[Point localization data]
# # # # #
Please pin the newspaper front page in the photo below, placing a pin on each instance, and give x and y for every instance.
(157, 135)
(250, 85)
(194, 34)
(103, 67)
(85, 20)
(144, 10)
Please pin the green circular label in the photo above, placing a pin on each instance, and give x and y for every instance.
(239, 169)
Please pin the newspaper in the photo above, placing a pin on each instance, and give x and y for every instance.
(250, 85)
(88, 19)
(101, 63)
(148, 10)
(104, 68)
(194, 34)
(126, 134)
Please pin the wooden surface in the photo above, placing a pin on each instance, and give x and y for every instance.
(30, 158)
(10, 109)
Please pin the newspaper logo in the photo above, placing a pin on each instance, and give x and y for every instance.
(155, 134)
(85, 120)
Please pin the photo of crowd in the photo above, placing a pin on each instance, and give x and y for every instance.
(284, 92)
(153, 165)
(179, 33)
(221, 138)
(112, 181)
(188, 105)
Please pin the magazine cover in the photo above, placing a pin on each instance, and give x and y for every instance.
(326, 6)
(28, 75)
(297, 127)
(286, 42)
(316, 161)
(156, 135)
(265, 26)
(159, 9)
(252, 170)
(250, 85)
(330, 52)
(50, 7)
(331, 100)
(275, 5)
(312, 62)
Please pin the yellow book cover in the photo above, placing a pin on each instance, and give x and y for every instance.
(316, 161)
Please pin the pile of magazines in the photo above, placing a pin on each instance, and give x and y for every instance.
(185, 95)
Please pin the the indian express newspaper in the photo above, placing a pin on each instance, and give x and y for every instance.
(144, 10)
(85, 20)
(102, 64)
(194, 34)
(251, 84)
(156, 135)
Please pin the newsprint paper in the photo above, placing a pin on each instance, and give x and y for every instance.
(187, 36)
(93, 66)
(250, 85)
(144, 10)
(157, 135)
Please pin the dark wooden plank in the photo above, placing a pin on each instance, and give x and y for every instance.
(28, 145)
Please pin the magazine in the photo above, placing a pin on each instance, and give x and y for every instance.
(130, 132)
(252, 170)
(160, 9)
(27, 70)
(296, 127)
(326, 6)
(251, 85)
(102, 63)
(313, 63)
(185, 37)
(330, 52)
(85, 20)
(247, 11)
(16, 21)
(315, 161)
# # # # #
WHAT THE TASK REQUIRES -
Write all of the records out exactly, including every line.

TASK OUTPUT -
Please pin the newspaper front page in the photo below, placing a pin on each instance, and give x and y for every instance.
(157, 135)
(250, 85)
(194, 34)
(103, 67)
(85, 20)
(144, 10)
Please pin the green circular label in the photo above, placing a pin on each instance, and give x and y for every instance.
(239, 169)
Please pin the newspaper in the photo above, placing a pin on each instance, and give x and y for every instance.
(250, 85)
(88, 19)
(101, 63)
(148, 10)
(104, 68)
(194, 34)
(126, 134)
Please pin the wooden surface in the photo above, placing a pin on each instance, and give x and y for every instance.
(30, 158)
(10, 109)
Please pin the newspaper logo in the photo above, placing a pin on each instance, and give x and y for every instance.
(155, 134)
(85, 120)
Please pin the photo of crowd in the photo above, placing a pin on each instance, and give x and y for every instance.
(284, 92)
(153, 165)
(179, 33)
(221, 138)
(112, 181)
(188, 105)
Please pin the magazine cover in the photo above, placing a pin on each instance, and give x and y for every instance.
(326, 6)
(28, 75)
(297, 127)
(286, 42)
(316, 161)
(156, 135)
(265, 26)
(159, 9)
(252, 170)
(250, 85)
(330, 52)
(50, 7)
(331, 100)
(275, 5)
(312, 62)
Please pin the yellow book cover in the photo above, placing a pin on each instance, and give x and y for every instance.
(316, 161)
Please pin the pile of magazines in the photo above, placing a pin on each instance, and give x and y for every instance.
(185, 95)
Please pin the the indian express newspaper in the photo above, placing a pin on each instance, and give x and y for every instance.
(144, 10)
(85, 20)
(102, 64)
(194, 34)
(251, 84)
(156, 135)
Please pin the newsprint paper in the photo above, placing a pin on each instance, and give x and y for every instance.
(187, 36)
(93, 66)
(250, 85)
(144, 10)
(157, 135)
Please pin the dark wooden plank in the photo above, placing a pin on each instance, and give x and y for every instance.
(28, 145)
Please pin the magazine in the photo above, placing a pin on each instance, and give x and y for every instance.
(130, 132)
(252, 170)
(160, 9)
(27, 70)
(296, 127)
(326, 6)
(251, 85)
(102, 63)
(313, 63)
(185, 37)
(330, 52)
(85, 20)
(247, 11)
(16, 21)
(315, 161)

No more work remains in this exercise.